DOCUMENT EXCERPT →

=== Begin Enclosure ===

Most investors will be familiar with rental properties, but many do not fully understand the rules and concessions available.  In this article we look at the tax benefits and concessions that property owners are eligible to claim. There are two situations that need to be covered.

  • Firstly, the tax tips and tax benefits associated with the holding of rental properties.
  • The second relates to the concessions available on their sale.
  1. Holding an investment property – The tax concessions

These fall into two broad areas. The first is the negative gearing aspect. This is where the holding costs exceed the rental income. The second is the non-cash effect of depreciation claims, both of which have a very positive effect on the tax you pay.

Example – Negative gearing

If your annual rent from your property is $25,000 p.a. and during the year, you incur interest costs, rates, body corporate fees and some repairs that total,  $27,000. Your net cash loss is $2000 p.a.

If you purchased a new or relatively new property, you could expect to claim depreciation write-offs. Let’s assume this is about $8000. Now your loss for tax purposes is $10,000. If you are at the top marginal tax bracket, this will give rise to a tax refund of $4700.

The tax refund has more than paid the cash flow shortfall. This formula holds true for all rental properties held. Hence, you can see why professionals such as doctors, lawyers and even accountants own multiple properties.

They are using their rental properties to reduce their current tax and build wealth for the future. Of course, wealth is only built when the properties go up in value.

Capital Gain or Increases in Income

Assume, in a particular year, that you have a large capital gain or a large income for some reason that may not reoccur. This gain (and the tax associated with it) can be offset or eliminated by simply prepaying one year’s interest on one of your property loans.

Before 30 June, you borrow and pay in advance the next year’s interest on a loan associated with your income-earning properties. This will be deductible in the year it is paid. Your tax bill can be reduced accordingly.

Note: The rule is that a tax deduction is based on what the money is used for, rather than the security used to obtain the loan.

  1. 2. Tax Concessions on the Sale of Rental Property – 12 month holding rules

The ATO allows a 50 per cent CGT exemption for any gains made on the sale of a rental property held for more than 12 months. This holding rule time period applies from the date after the contract is signed and runs to the date after the contract of sale. The 12 months excludes the date of purchase and date of sale.

We have seen many cases where the client thought the settlement dates for the purchase and sale were used to ascertain whether the property was held for 12 months. While this may sound logical, as ownership is based on settlement, this is not the case from a tax perspective. If you have not held a rental property for in excess of 12 months, you do not get the 50 per cent CGT discount.

Example of tax payable

Sale price of property                                                                         $750,000

Less agent’s commission and advertising costs                               $18,500

Less legal fees on the sale                                                                 $2500

Net sale proceeds                                                                              $729,000

Cost of property                                                                                  $500,000

Legal fees, stamp duty, etc.                                                                $35,000

Renovations and improvements                                                       $85,000

Total cost of property                                                                        $620,000

Net profit                                                                                             $109,000

Less 50% CGT exemption                                                                   $54,500

Taxable capital gain                                                                            $54,500

You have made $109,000 in profit. Now comes the tricky part. From the above, we have a taxable capital gain (of $54,500) that is added to your taxable income and taxed at your marginal tax rates. The following various scenarios will apply to this gain.

=== End Enclosure ===

WORK TO COMPLETE →
(A) From the rental property tax article, extract the passage between "Most investors will" and "to be covered.", inclusive.
(B) According to the rental property tax article, which two dates are excluded from the 12-month holding period?

DATA UNDER STUDY →
=== Begin Enclosure ===

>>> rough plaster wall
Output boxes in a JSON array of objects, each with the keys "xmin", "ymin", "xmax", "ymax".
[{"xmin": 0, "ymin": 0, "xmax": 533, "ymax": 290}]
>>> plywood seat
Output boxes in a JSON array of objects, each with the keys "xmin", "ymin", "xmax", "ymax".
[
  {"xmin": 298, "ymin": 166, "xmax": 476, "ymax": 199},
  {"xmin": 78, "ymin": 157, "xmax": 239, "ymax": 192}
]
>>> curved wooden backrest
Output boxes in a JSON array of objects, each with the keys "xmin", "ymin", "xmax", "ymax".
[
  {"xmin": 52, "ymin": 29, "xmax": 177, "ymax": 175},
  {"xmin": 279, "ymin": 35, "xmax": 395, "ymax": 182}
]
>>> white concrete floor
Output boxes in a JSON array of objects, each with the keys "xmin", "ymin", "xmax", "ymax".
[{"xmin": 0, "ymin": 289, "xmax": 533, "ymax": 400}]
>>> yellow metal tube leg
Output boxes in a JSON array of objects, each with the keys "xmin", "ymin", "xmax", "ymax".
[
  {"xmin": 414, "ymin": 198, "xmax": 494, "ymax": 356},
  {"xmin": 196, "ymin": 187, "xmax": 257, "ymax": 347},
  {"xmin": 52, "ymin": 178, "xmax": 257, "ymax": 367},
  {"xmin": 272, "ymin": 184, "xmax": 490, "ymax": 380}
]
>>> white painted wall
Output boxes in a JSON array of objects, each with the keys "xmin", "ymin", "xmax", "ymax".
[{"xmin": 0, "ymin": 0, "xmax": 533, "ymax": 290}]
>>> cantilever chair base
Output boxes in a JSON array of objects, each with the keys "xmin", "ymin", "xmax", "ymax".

=== End Enclosure ===

WRITTEN RESPONSES →
(A)
Most investors will be familiar with rental properties, but many do not fully understand the rules and concessions available.  In this article we look at the tax benefits and concessions that property owners are eligible to claim. There are two situations that need to be covered.

(B) The date of purchase and the date of sale.